WHAT NEEDS TO BE DONE. Reproduce the material verbatim, from the line containing "TARGET = car wheel" through the final line of the material, with both included.

MATERIAL SHOWN.
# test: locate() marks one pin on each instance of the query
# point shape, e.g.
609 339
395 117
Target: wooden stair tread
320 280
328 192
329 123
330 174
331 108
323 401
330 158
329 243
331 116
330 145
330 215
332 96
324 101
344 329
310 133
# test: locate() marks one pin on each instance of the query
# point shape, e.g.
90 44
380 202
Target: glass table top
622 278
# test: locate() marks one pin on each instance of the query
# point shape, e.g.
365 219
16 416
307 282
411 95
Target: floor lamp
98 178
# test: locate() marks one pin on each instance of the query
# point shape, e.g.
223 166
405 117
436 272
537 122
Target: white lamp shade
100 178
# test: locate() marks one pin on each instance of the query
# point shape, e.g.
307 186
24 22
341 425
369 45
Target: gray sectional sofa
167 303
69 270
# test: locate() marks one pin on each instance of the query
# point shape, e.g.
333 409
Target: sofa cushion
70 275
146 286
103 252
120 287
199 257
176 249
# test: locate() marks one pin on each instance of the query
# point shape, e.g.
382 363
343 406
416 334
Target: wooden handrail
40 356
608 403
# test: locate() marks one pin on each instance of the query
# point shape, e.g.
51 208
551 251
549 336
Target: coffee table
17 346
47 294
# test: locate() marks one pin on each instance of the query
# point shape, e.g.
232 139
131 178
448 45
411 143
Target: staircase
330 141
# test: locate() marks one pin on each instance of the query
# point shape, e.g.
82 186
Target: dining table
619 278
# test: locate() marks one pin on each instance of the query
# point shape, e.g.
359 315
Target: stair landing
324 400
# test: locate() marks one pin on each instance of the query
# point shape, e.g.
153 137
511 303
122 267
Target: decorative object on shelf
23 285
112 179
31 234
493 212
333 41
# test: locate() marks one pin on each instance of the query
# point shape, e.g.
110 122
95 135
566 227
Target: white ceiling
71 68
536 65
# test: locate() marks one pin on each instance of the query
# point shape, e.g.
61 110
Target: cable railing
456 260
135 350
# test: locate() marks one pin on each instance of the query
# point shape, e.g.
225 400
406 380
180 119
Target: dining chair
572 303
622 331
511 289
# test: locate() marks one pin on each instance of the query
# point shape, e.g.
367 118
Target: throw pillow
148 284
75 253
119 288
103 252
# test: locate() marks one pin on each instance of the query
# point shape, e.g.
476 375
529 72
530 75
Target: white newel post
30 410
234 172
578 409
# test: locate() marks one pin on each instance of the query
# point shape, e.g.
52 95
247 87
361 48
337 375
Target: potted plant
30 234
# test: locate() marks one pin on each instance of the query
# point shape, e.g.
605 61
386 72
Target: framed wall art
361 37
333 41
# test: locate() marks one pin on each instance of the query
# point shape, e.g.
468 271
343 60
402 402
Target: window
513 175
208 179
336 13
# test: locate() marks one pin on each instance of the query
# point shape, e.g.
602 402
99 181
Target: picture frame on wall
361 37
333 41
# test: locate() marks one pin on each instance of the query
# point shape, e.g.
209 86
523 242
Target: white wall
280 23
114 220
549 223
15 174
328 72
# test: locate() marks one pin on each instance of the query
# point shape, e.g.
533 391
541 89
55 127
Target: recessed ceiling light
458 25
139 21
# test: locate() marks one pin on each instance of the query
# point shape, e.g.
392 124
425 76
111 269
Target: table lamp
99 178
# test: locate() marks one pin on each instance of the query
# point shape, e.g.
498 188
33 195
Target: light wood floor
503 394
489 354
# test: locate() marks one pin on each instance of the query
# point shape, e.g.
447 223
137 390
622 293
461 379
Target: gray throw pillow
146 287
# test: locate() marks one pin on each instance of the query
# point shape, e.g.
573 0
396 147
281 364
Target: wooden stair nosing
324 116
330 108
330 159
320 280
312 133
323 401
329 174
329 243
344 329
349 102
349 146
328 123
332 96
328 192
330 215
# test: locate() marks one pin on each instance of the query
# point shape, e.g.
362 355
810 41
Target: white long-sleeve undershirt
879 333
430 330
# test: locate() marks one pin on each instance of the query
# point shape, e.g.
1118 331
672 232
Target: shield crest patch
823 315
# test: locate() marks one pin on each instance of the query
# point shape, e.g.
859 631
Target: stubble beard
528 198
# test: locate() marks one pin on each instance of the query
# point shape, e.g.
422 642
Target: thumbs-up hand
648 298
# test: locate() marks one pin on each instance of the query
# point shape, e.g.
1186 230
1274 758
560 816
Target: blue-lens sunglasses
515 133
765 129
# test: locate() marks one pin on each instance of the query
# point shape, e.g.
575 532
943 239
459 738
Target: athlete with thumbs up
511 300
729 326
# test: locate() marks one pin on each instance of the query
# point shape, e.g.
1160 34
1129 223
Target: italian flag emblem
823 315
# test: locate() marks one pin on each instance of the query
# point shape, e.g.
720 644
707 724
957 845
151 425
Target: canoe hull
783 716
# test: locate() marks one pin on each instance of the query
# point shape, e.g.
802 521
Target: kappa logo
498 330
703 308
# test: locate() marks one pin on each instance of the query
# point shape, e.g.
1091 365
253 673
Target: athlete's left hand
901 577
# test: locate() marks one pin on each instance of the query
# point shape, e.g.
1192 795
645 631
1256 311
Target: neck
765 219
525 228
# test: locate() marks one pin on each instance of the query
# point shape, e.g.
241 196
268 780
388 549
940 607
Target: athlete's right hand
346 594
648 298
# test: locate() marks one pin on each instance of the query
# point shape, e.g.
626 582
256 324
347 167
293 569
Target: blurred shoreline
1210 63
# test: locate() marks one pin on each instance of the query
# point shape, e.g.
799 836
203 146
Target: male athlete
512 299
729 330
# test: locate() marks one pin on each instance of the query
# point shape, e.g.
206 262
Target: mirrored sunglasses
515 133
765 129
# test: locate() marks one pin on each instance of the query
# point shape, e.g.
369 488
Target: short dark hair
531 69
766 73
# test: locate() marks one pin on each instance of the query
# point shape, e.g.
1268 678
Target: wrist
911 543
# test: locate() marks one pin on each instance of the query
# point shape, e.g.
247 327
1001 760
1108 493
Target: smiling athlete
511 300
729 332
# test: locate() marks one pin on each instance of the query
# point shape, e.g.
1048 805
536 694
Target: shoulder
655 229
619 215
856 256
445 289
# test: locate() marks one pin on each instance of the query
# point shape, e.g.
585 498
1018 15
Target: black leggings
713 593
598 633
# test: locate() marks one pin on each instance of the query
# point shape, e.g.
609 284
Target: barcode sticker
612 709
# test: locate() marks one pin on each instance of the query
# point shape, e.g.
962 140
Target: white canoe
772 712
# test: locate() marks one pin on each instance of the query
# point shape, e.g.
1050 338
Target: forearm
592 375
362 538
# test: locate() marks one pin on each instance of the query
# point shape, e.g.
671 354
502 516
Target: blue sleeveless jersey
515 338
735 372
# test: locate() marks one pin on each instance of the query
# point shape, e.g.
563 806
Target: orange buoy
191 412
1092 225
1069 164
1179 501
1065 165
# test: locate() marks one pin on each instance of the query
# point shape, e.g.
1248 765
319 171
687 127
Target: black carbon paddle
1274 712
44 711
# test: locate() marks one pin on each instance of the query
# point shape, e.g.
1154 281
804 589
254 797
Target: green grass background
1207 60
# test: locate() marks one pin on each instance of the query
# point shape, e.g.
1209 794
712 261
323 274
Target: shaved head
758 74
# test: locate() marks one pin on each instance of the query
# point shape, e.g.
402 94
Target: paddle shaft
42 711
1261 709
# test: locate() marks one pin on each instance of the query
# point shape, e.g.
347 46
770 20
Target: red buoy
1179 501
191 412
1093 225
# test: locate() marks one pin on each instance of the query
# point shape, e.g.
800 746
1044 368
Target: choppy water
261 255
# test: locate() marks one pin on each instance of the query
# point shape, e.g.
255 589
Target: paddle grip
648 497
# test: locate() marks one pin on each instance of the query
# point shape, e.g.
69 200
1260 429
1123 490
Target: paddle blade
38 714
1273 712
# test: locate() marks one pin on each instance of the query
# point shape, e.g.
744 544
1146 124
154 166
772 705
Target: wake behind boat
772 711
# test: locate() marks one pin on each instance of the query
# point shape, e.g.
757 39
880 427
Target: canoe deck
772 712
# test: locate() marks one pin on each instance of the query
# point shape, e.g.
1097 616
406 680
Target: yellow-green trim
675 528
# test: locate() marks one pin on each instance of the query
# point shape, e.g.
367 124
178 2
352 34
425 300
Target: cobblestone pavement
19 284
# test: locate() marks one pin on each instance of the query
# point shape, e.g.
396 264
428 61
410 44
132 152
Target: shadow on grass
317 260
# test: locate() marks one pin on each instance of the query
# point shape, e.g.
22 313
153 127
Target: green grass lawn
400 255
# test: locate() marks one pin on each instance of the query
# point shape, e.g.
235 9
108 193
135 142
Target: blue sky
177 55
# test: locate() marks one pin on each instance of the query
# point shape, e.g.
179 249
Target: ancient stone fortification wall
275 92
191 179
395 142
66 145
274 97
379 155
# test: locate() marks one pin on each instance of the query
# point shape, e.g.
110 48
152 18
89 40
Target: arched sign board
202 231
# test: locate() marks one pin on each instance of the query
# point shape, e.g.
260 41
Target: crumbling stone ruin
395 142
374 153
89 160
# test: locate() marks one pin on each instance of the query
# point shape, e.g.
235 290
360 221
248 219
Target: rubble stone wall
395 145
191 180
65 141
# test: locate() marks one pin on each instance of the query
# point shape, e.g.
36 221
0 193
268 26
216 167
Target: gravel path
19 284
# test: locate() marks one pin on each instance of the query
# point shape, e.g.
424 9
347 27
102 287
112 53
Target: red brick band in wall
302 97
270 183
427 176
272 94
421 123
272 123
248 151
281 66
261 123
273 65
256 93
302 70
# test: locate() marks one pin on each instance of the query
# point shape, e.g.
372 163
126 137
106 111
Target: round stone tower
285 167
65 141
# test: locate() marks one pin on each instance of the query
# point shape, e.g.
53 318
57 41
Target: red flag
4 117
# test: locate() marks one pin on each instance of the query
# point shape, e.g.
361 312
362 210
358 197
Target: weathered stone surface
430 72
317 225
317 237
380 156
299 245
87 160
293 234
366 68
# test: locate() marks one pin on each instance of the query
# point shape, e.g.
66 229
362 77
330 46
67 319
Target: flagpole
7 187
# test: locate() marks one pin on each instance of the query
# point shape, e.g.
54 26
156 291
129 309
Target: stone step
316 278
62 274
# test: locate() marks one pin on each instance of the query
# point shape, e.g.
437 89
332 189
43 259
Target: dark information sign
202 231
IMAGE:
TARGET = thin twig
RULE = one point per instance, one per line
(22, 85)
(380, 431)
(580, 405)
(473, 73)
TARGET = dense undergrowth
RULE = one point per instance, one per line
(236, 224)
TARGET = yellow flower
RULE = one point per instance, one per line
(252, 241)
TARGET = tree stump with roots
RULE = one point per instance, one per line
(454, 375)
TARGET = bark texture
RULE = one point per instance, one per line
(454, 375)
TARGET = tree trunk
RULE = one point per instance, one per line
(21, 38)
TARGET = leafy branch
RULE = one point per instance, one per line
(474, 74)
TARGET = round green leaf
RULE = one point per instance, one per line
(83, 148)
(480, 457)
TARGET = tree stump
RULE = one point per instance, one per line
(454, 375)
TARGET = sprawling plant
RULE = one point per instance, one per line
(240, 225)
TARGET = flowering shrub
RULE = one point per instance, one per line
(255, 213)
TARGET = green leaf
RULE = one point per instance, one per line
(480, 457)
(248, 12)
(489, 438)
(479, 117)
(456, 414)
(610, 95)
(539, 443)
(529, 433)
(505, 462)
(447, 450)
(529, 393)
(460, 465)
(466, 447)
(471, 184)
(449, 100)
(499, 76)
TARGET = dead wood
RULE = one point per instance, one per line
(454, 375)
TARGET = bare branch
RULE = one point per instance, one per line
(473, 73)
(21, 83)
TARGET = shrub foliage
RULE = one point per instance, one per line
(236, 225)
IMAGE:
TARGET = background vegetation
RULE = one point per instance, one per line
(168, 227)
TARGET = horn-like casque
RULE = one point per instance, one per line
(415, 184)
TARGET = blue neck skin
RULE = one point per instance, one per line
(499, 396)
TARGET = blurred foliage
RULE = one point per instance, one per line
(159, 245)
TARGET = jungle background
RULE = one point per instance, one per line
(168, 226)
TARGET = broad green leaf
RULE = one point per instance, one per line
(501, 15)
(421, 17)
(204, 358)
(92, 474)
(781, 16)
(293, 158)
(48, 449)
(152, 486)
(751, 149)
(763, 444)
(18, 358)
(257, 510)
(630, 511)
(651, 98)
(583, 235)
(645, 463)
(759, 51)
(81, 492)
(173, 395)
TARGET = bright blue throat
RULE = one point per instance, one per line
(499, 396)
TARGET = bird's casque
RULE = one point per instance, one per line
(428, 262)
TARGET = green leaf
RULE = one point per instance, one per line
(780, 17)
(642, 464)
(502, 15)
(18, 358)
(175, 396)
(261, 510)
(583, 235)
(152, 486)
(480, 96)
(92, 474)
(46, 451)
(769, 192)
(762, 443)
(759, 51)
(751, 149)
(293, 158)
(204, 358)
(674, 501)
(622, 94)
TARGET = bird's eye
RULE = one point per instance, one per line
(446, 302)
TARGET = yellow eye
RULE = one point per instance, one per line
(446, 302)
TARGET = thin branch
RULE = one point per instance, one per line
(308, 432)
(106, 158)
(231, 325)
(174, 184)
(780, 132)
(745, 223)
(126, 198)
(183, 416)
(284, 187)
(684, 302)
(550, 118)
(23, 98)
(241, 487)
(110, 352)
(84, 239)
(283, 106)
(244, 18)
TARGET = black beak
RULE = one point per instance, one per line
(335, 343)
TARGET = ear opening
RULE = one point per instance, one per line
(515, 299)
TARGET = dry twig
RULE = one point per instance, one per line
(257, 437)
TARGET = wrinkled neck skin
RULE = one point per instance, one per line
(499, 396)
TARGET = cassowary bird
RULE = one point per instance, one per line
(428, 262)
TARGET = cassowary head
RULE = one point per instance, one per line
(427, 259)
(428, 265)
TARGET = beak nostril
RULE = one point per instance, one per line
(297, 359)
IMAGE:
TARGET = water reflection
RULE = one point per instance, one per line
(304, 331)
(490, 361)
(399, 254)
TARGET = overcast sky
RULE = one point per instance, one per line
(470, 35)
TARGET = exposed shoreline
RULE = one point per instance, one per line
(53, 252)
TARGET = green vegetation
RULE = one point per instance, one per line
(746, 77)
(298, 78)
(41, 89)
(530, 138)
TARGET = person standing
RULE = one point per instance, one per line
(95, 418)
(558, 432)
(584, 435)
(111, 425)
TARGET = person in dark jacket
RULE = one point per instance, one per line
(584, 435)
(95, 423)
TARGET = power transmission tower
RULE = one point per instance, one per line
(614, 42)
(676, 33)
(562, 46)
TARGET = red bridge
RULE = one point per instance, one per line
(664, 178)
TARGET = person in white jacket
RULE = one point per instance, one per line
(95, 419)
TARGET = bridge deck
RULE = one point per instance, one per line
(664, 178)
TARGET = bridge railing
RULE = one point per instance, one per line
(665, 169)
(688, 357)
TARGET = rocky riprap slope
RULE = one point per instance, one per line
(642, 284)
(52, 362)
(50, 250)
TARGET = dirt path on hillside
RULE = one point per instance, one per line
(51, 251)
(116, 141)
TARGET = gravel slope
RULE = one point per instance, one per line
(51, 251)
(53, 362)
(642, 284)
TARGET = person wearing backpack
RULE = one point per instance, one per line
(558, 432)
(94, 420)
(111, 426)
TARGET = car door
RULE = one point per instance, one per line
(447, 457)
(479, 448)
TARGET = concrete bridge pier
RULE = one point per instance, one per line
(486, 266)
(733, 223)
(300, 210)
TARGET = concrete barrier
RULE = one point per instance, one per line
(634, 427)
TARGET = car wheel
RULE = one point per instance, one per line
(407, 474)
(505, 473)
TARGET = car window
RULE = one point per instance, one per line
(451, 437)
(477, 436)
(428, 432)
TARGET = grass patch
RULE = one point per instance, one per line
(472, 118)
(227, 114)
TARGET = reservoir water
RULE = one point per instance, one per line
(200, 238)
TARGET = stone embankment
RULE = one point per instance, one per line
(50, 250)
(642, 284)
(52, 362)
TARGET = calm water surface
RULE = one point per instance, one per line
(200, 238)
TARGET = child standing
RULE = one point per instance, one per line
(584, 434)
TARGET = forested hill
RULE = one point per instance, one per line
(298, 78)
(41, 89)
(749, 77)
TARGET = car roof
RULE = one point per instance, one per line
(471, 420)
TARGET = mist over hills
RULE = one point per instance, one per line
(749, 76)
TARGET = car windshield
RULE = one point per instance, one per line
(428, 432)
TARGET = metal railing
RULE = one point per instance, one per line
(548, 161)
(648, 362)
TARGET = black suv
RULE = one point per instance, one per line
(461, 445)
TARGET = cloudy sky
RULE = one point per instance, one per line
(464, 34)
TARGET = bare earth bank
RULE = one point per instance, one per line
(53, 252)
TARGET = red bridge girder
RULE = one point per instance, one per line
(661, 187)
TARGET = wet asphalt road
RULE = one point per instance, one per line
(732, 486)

PROBLEM SOLUTION.
TARGET = car wheel
RULE = one point per instance, one per line
(407, 474)
(505, 473)
TARGET = car window
RULE = one point per instance, one per line
(451, 437)
(477, 436)
(428, 432)
TARGET = grass patch
RULE = one point per instance, one per line
(472, 118)
(227, 114)
TARGET = reservoir water
RULE = one point per instance, one per line
(200, 238)
TARGET = stone embankment
RULE = one point per instance, one per line
(50, 250)
(642, 284)
(52, 362)
TARGET = calm water surface
RULE = one point per instance, one per line
(200, 238)
TARGET = child standing
RULE = one point per instance, one per line
(584, 434)
TARGET = forested hill
RULE = one point per instance, one per line
(298, 78)
(41, 89)
(749, 77)
TARGET = car roof
RULE = one point per instance, one per line
(471, 420)
TARGET = mist over hills
RULE = one point per instance, one per line
(749, 76)
TARGET = car windshield
RULE = one point per instance, one per line
(428, 432)
TARGET = metal railing
RULE = one point per instance, one per line
(548, 161)
(648, 362)
TARGET = black suv
RULE = one point per instance, one per line
(461, 445)
TARGET = cloudy sky
RULE = one point per instance, one per line
(464, 34)
TARGET = bare earth bank
RULE = one point per instance, one per line
(53, 252)
TARGET = red bridge girder
RULE = one point per instance, one per line
(661, 187)
TARGET = wet asphalt road
RULE = one point per instance, one per line
(732, 486)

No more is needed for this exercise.